Texto de leitura:
CAPÍTULO VIII: MODIFICAÇÕES NO DIREITO PRIVADO. O CÓDIGO DAS DOZE
TÁBUAS. O CÓDIGO DE SÓLON.
“Não está na natureza do direito ser absoluto e imutável. O direito se modifica
e evolui, como qualquer obra humana. [...]”. (p. 277).
“A natureza da lei, e seu princípio, não são mais os mesmos do período precedente. Antes a
lei era decreto da religião; [...] Nos novos códigos, pelo contrário, não é mais em nome dos
deuses que o legislador fala; O legislador, portanto, não representa mais a tradição religiosa,
mas a vontade popular.[...]”. (p. 278).
“[...]As Doze Tábuas o afirmam: “O que os sufrágios do povo
ordenaram em último lugar, essa é a lei(1).” — De todos os textos que nos
restam desse código, não há nenhum que tenha mais importância que esse,
nem que marque melhor o caráter da revolução que então se deu no direito.[...]”. (p. 278).
“Revolução análoga aparece no direito ateniense. Sabemos que em Atenas
foram redigidos dois códigos de leis, no intervalo de trinta anos, o primeiro
por Drácon o segundo por Sólon. [...]”. (p. 282).
CAPÍTULO IX: NOVO PRINCÍPIO DE GOVERNO. O INTERESSE PÚBLICO E O
SUFRÁGIO.

Tarefa curta 1: Resuma em duas frases o texto sobre as modificações no direito privado.
Tarefa curta 2: Dê seguimento ao texto sobre as modificações no direito, começando logo depois do título do capítulo IX.

Dados exibidos:
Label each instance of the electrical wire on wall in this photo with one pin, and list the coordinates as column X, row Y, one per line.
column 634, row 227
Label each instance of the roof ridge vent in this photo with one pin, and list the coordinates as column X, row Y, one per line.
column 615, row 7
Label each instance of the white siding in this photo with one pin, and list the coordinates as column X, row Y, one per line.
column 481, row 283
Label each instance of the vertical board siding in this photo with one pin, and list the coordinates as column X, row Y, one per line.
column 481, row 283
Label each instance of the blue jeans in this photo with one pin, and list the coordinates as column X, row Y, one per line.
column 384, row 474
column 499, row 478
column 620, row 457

==

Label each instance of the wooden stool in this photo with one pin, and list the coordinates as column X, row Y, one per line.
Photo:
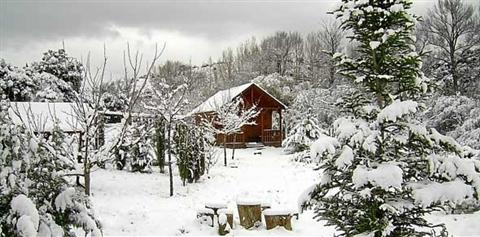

Resposta esperada 1: O direito não é absoluto nem imutável, e nos novos códigos o legislador já não fala em nome dos deuses, mas representa a vontade popular. As Doze Tábuas afirmam isso ao declarar que é lei o que os sufrágios do povo ordenaram em último lugar, e em Atenas aparece revolução análoga, com os códigos de Drácon e de Sólon redigidos num intervalo de trinta anos.

Resposta esperada 2:
“[...] O princípio sobre o qual o governo das cidades se fundou daí por diante passou a ser o
interesse público.” (p. 287).
“Mas no período em que entramos agora, a tradição não tem mais força e a
religião não governa mais. O princípio regulador, do qual todas as instituições
devem tirar de agora em diante sua força, o único que estará acima das
vontades individuais, e que seja capaz de obrigá-las a se submeter, é o
interesse público. [...]”. (p. 287).
“Também o governo mudou de natureza. Sua função essencial não foi mais o
cumprimento regular das cerimônias religiosas; foi, sobretudo, constituído
para manter a ordem e a paz no interior, a dignidade e o poder no exterior. [...]”. (p. 288).
CAPÍTULO X: TENTA-SE CONSTITUIR UMA ARISTOCRACIA DA RIQUEZA.
ESTABELECIMENTO DA DEMOCRACIA. A QUARTA REVOLUÇÃO.
“Assim os direitos políticos, que na época precedente eram inerentes ao
nascimento, tornaram-se, durante algum tempo, inerentes à fortuna. Essa
aristocracia de riqueza formou-se em todas as cidades, não por efeito de
cálculo, mas pela própria natureza do espírito humano, que, saindo de um
regime de profunda desigualdade, não alcançou imediatamente a igualdade
completa.” (p. 292).
“Houve assim em quase todas as cidades cuja história nos é conhecida um
período durante o qual a classe rica, ou pelo menos a classe abastada, tomou
posse do governo. [...]”. (p. 292).
“[...]A nova aristocracia, portanto, foi atacada, como o havia sido a
antiga; os pobres quiseram ser cidadãos, e se esforçaram para penetrar por sua
vez no corpo político.” (p. 293).
CAPÍTULO XI: REGRAS DO GOVERNO DEMOCRÁTICO. EXEMPLO DA
DEMOCRACIA ATENIENSE.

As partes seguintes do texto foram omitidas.